Yang Diminta: Salin tanpa perubahan bagian teks tentang perceraian ASN, mulai dari "Di banyak daerah, kisah" sampai dengan "sering kali menyulitkan.".

Teks Bacaan:
Saatnya Negara Melepaskan Stigma Perceraian ASN
Regulasi perceraian ASN harus bertransformasi dari sekadar menjaga citra institusi menjadi instrumen perlindungan yang adil gender.

Sriyanti Ambar
Fasilitator Pengarusutamaan Gender. Dosen STIKES Fatima Kota Parepare.
9 Oktober 2025
BandungBergerak.id – Pernikahan selalu dianggap suci. Di atas pelaminan, janji diucapkan dengan penuh harapan. Namun realitas tak selalu seindah doa. Banyak Aparatur Sipil Negara (ASN), terutama perempuan, yang akhirnya terjebak dalam rumah tangga penuh tekanan, kekerasan psikis, bahkan penelantaran ekonomi.
Di banyak daerah, kisah ini bukan cerita langka. Seorang ASN perempuan bisa saja bertahun-tahun hidup bersama pasangan yang enggan menafkahi, abai pada peran, bahkan melukai batin. Ia bekerja keras melayani negara, sekaligus memikul tanggung jawab ekonomi keluarga seorang diri. Ironisnya, ketika hendak memperjuangkan hak untuk keluar dari lingkaran penderitaan, ia justru dihadapkan pada prosedur birokrasi yang panjang, kaku, dan sering kali menyulitkan.
Secara formal, aturan kepegawaian memang sudah menyiapkan standar operasional (SOP) bagi ASN yang ingin bercerai. Ada proses mediasi, ada ruang perbaikan, semua dengan tujuan menjaga keutuhan rumah tangga. Tujuannya baik, tapi kenyataannya sering tidak ramah terhadap korban.

Data Tersedia:
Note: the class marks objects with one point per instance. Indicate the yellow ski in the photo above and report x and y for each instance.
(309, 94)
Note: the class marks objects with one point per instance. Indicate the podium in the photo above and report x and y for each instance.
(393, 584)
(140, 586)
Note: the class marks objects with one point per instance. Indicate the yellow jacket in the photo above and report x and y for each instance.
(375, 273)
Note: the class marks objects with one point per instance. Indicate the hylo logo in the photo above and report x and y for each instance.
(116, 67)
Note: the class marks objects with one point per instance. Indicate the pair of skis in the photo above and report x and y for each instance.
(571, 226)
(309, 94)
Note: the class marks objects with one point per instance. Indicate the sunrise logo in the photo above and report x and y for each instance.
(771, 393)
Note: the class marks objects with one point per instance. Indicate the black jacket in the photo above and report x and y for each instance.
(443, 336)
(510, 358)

--

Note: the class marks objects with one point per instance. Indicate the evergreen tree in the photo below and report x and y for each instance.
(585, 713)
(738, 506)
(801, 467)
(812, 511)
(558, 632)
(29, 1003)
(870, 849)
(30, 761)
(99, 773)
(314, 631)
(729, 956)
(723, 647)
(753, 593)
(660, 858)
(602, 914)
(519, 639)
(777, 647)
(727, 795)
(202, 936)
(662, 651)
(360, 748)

Jawaban Benar:
Di banyak daerah, kisah ini bukan cerita langka. Seorang ASN perempuan bisa saja bertahun-tahun hidup bersama pasangan yang enggan menafkahi, abai pada peran, bahkan melukai batin. Ia bekerja keras melayani negara, sekaligus memikul tanggung jawab ekonomi keluarga seorang diri. Ironisnya, ketika hendak memperjuangkan hak untuk keluar dari lingkaran penderitaan, ia justru dihadapkan pada prosedur birokrasi yang panjang, kaku, dan sering kali menyulitkan.